═════ Listing ═════

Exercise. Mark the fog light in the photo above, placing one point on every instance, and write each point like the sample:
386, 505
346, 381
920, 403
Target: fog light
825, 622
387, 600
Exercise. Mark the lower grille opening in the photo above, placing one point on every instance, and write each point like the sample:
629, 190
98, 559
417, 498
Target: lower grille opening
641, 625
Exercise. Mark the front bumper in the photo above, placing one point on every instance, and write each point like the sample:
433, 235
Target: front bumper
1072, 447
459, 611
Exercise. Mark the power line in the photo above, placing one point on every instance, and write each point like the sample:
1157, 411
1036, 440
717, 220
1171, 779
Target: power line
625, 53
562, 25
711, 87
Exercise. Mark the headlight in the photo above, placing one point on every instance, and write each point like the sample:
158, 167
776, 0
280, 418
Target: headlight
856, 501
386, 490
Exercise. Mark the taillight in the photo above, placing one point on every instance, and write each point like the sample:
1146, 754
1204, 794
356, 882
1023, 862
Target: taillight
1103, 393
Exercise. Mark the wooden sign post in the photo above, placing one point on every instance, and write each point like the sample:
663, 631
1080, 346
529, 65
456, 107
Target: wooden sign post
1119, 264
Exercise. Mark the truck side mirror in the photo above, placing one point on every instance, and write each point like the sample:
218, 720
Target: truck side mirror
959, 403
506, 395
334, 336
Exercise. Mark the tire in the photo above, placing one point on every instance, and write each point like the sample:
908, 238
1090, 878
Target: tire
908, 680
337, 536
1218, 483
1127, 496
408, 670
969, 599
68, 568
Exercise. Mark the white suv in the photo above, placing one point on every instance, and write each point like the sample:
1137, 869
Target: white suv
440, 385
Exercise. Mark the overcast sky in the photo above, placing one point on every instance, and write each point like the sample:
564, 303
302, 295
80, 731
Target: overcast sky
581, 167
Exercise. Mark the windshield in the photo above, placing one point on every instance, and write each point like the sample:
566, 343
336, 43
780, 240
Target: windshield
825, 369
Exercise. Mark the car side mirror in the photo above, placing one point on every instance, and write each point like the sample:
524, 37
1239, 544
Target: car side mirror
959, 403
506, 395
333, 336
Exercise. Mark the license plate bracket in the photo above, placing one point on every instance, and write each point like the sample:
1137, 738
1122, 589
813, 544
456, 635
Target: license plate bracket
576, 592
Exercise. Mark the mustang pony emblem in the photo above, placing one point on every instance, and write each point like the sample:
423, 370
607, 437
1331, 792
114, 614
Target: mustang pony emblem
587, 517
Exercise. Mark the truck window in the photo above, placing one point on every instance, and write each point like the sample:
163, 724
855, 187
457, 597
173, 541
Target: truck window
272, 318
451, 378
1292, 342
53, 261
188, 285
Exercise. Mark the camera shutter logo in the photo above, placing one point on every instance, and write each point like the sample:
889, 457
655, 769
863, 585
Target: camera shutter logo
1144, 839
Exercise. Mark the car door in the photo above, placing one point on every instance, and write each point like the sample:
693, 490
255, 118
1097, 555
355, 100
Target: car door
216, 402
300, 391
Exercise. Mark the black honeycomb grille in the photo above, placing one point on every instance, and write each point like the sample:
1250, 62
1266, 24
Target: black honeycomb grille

═════

**The problem**
Transcribe every entry word for word.

**Exercise output**
Exercise. Mark the fog light in the photo above, placing one point on every instance, and write each point like the sample:
386, 505
346, 381
920, 403
Target: fog light
825, 622
387, 600
Exercise. Mark the lower grille opening in the photo above, placing one point on every instance, and write each point like the sample:
629, 190
98, 559
417, 498
Target: lower grille opening
641, 625
Exercise. Mark the front bumper in the photo above, placing one point on every instance, and write each point like the sample:
433, 235
Target: front bumper
1072, 447
459, 611
Exercise. Mark the power line in the photo above, placing one point on every instance, and write each point like the sample:
1157, 411
1036, 440
717, 220
1171, 779
Target: power line
625, 53
562, 25
711, 87
Exercise. Mark the headlight in the photo above, placing one point on every instance, and write each point like the sample:
158, 167
776, 0
280, 418
Target: headlight
856, 501
386, 490
Exercise. Mark the taillight in the photo above, placing one point on every instance, and write each point like the sample:
1146, 754
1204, 794
356, 882
1023, 862
Target: taillight
1103, 393
Exercise. Mark the wooden sign post in the photo above, placing one point on every instance, and write each point like the sample:
663, 631
1080, 346
529, 65
456, 107
Target: wooden sign post
1119, 264
Exercise. Mark the truck side mirror in the photo above, placing one point on every instance, and write each point like the sample:
218, 720
Target: truck side mirror
959, 403
506, 395
334, 336
Exercise. Mark the tire in the photo above, placing one point on every instance, and write each point like the sample:
908, 238
1090, 878
Target: tire
908, 680
337, 536
1218, 483
1127, 496
408, 670
969, 599
68, 568
Exercise. Mark the white suv in the photo above, placing one point on every instance, and write each point like the sample:
1137, 869
Target: white suv
440, 385
Exercise. Mark the overcast sky in the photo above, placing one point on every instance, and write each point like the sample:
564, 303
302, 295
80, 731
Target: overcast sky
581, 167
Exercise. Mark the windshield in the photo above, placing one point on every instance, and write each point like the sample:
566, 343
336, 43
780, 240
Target: windshield
825, 369
Exercise. Mark the car side mirror in the photo above, placing one point on every instance, and write each point like the sample:
524, 37
1239, 544
Target: car side mirror
959, 403
506, 395
333, 336
Exercise. Mark the license plate bracket in the photo above, placing one point on every instance, and write each point like the sample:
1137, 738
1122, 589
813, 544
456, 635
Target: license plate bracket
576, 592
Exercise. Mark the mustang pony emblem in the photo above, placing one point on every instance, and write each point like the sample:
423, 370
607, 437
1331, 792
114, 614
Target: mustang pony emblem
587, 517
Exercise. Mark the truck window in the photo above, placing one point on every instance, and write each point like the sample:
163, 724
855, 187
457, 597
173, 541
Target: truck window
272, 318
451, 378
1292, 342
53, 261
188, 285
Exercise. Mark the camera shutter logo in the photo above, placing one point on every instance, and write each point like the sample:
889, 457
655, 769
863, 585
Target: camera shutter logo
1144, 839
Exercise. Mark the car door in the photo above, placing one point on every instance, and write each point like the sample:
693, 490
255, 118
1097, 555
355, 100
Target: car door
216, 402
300, 391
Exercise. Mark the black honeycomb grille in the photo above, placing one point on every instance, and write each point like the sample:
1250, 62
1266, 24
Target: black honeycomb grille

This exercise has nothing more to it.